_DATA RECORDS_
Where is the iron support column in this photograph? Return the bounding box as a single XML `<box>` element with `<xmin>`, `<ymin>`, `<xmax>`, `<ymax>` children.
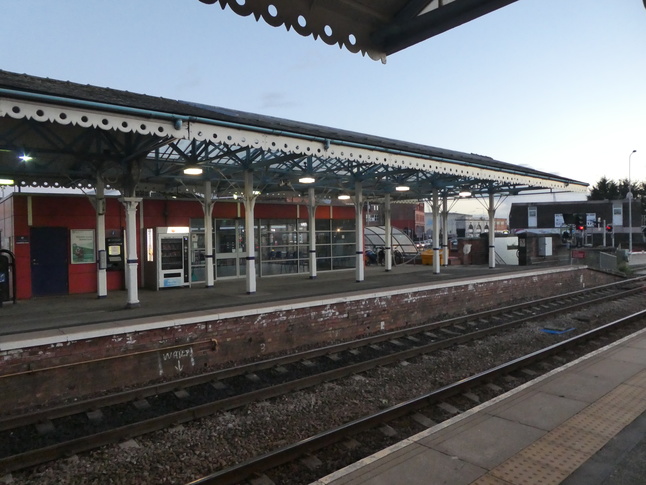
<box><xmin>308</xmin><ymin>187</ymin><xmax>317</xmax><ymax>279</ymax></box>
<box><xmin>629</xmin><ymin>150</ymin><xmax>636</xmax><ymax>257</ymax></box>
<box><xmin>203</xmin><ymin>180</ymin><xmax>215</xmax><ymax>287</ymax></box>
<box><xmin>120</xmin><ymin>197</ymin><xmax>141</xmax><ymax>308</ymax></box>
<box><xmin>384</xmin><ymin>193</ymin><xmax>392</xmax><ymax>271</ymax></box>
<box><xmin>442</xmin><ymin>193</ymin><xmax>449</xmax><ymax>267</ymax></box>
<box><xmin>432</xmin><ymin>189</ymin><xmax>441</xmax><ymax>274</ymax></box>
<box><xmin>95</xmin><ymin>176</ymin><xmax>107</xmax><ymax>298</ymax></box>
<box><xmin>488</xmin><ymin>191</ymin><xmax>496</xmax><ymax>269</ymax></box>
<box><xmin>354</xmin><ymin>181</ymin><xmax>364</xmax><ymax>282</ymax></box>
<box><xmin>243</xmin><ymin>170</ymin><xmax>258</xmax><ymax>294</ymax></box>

_WHAT YOU ARE ASKED TO DO_
Omit the pictures, then give all the lines above again exactly.

_SOLUTION TO THE EXERCISE_
Where is the iron support column in this photograph? Return the bounding box as a single XML `<box>` element with `<xmin>`, `<ymin>`, `<xmax>`, `<ymax>` children.
<box><xmin>308</xmin><ymin>187</ymin><xmax>317</xmax><ymax>279</ymax></box>
<box><xmin>629</xmin><ymin>150</ymin><xmax>636</xmax><ymax>257</ymax></box>
<box><xmin>203</xmin><ymin>180</ymin><xmax>215</xmax><ymax>287</ymax></box>
<box><xmin>120</xmin><ymin>197</ymin><xmax>141</xmax><ymax>308</ymax></box>
<box><xmin>384</xmin><ymin>193</ymin><xmax>392</xmax><ymax>271</ymax></box>
<box><xmin>442</xmin><ymin>193</ymin><xmax>449</xmax><ymax>267</ymax></box>
<box><xmin>432</xmin><ymin>189</ymin><xmax>441</xmax><ymax>274</ymax></box>
<box><xmin>95</xmin><ymin>176</ymin><xmax>107</xmax><ymax>298</ymax></box>
<box><xmin>488</xmin><ymin>191</ymin><xmax>496</xmax><ymax>269</ymax></box>
<box><xmin>354</xmin><ymin>181</ymin><xmax>364</xmax><ymax>282</ymax></box>
<box><xmin>243</xmin><ymin>170</ymin><xmax>258</xmax><ymax>294</ymax></box>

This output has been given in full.